## THE PROBLEM
The expected answer comprises all lines from the entries that contain the string "window".

====== GIVEN ENTRIES ======

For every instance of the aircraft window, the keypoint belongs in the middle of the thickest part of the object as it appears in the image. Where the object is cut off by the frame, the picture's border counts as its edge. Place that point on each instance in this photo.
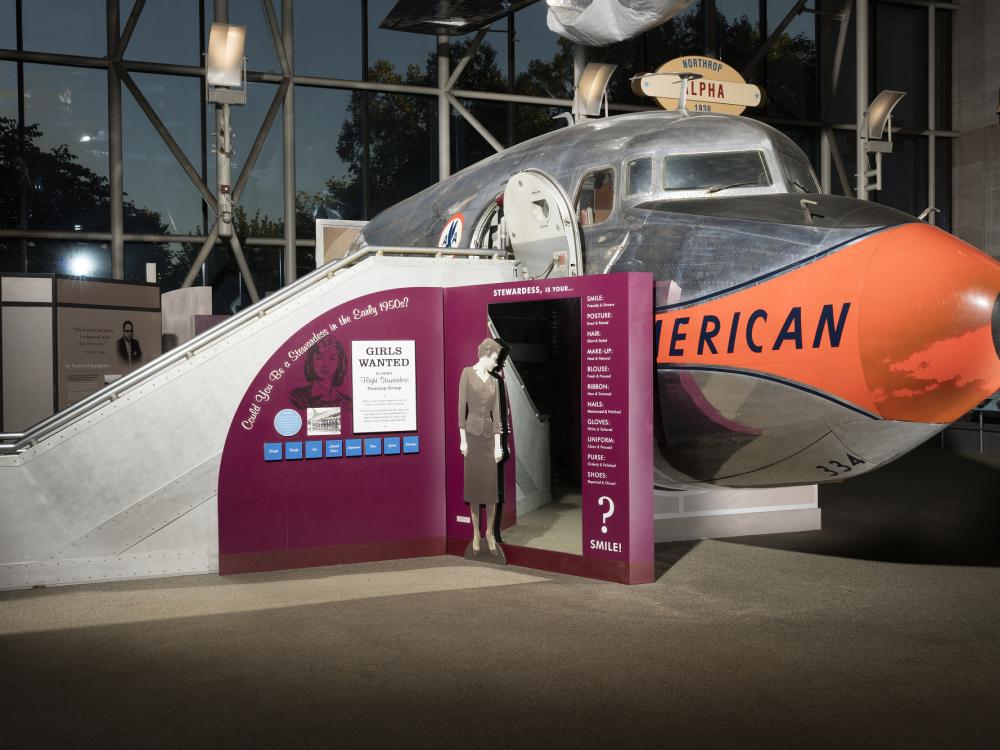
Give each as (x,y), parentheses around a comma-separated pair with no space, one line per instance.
(597,197)
(639,177)
(798,173)
(716,171)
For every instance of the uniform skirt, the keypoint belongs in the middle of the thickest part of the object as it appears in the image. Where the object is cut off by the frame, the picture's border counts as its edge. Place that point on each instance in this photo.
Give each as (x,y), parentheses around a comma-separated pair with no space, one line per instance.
(480,471)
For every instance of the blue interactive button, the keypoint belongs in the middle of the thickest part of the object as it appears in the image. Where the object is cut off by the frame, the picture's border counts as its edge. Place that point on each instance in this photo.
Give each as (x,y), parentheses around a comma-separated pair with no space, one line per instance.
(287,422)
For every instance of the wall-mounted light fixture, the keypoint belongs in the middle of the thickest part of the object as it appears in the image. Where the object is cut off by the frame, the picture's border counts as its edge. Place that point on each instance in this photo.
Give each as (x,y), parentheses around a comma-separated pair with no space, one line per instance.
(592,90)
(876,122)
(225,84)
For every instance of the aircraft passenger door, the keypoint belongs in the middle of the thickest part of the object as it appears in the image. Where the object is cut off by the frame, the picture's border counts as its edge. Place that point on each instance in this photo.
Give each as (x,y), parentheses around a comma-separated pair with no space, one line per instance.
(541,225)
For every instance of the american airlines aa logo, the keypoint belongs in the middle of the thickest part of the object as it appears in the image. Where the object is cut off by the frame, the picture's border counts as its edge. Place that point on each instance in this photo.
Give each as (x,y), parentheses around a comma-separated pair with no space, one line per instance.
(451,235)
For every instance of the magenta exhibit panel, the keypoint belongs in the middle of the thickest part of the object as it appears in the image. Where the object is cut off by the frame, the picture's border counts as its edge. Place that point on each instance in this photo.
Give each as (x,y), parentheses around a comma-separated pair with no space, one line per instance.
(400,423)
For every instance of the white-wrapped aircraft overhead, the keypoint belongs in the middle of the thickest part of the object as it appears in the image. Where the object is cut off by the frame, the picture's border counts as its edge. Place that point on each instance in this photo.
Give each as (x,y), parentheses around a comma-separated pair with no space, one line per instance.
(799,337)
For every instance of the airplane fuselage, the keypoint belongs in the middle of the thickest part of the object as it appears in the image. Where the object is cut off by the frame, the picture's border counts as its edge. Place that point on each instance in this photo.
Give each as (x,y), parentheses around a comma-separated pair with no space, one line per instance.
(800,337)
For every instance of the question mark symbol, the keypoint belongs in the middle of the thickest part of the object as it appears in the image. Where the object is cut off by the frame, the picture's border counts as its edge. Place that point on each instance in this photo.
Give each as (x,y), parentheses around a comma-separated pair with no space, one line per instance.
(608,513)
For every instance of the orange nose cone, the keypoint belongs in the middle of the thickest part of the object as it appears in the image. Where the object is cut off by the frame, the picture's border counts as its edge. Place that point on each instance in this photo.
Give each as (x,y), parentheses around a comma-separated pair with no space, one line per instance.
(930,320)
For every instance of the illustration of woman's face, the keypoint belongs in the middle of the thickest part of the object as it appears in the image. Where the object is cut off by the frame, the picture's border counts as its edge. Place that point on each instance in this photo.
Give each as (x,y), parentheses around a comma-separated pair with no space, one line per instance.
(489,361)
(325,364)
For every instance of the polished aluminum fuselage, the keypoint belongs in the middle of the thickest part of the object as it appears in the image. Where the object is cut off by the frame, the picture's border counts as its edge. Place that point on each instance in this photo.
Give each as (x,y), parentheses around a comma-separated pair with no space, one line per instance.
(732,428)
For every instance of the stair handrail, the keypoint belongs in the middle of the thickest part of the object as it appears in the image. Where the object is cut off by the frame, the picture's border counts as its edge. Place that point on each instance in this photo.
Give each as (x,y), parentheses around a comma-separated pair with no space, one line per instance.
(17,442)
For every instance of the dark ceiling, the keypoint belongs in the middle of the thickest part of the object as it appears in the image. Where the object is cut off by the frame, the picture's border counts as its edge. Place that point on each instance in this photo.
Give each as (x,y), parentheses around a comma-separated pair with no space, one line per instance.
(451,17)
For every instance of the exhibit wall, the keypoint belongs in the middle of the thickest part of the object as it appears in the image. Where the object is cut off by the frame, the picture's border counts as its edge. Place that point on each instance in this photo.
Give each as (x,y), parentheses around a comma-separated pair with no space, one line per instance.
(345,444)
(615,380)
(334,453)
(65,338)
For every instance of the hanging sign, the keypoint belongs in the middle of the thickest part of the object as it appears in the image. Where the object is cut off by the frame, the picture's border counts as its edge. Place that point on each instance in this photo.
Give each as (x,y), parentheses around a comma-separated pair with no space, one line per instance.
(720,87)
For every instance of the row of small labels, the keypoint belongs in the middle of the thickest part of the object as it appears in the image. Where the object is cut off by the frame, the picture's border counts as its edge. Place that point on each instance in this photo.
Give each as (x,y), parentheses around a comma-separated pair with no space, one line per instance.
(297,450)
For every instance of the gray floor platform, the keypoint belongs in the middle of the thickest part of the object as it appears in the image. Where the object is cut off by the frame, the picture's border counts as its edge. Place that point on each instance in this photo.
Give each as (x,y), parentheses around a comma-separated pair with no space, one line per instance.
(881,630)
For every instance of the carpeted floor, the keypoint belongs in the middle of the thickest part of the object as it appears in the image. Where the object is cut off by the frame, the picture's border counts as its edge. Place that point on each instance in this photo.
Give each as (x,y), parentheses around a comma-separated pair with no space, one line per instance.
(882,630)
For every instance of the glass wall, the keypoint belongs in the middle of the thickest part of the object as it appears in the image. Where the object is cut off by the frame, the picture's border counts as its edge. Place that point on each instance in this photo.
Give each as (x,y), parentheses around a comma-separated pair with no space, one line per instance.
(365,131)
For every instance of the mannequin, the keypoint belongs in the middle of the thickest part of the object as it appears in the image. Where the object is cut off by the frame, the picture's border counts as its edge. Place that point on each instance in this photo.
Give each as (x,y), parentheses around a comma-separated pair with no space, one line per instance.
(480,427)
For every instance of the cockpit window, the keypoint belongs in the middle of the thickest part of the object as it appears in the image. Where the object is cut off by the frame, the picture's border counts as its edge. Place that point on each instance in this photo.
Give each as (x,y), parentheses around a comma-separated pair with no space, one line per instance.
(597,197)
(639,176)
(798,173)
(716,171)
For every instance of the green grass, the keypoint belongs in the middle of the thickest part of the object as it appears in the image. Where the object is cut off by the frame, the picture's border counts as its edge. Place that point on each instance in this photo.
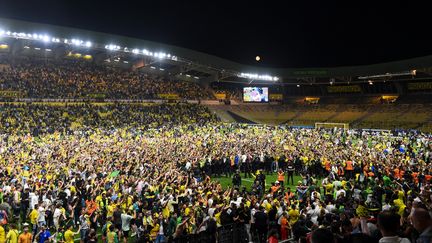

======

## ANSWER SECTION
For every instance of the aircraft window, the keypoint belongs in the middle of the thickest part of the object as it appears in the image. Where the object is cut off by the frame, the picture's border counts as its edge. Place that point on each instance in this photo.
For every instance of the cockpit window, the keypoint belongs in the middle of the thickest part of the object as it appears in the image. Where the object is cut off by the frame, the picture's border counts as its edge. Place that point on each instance in this photo.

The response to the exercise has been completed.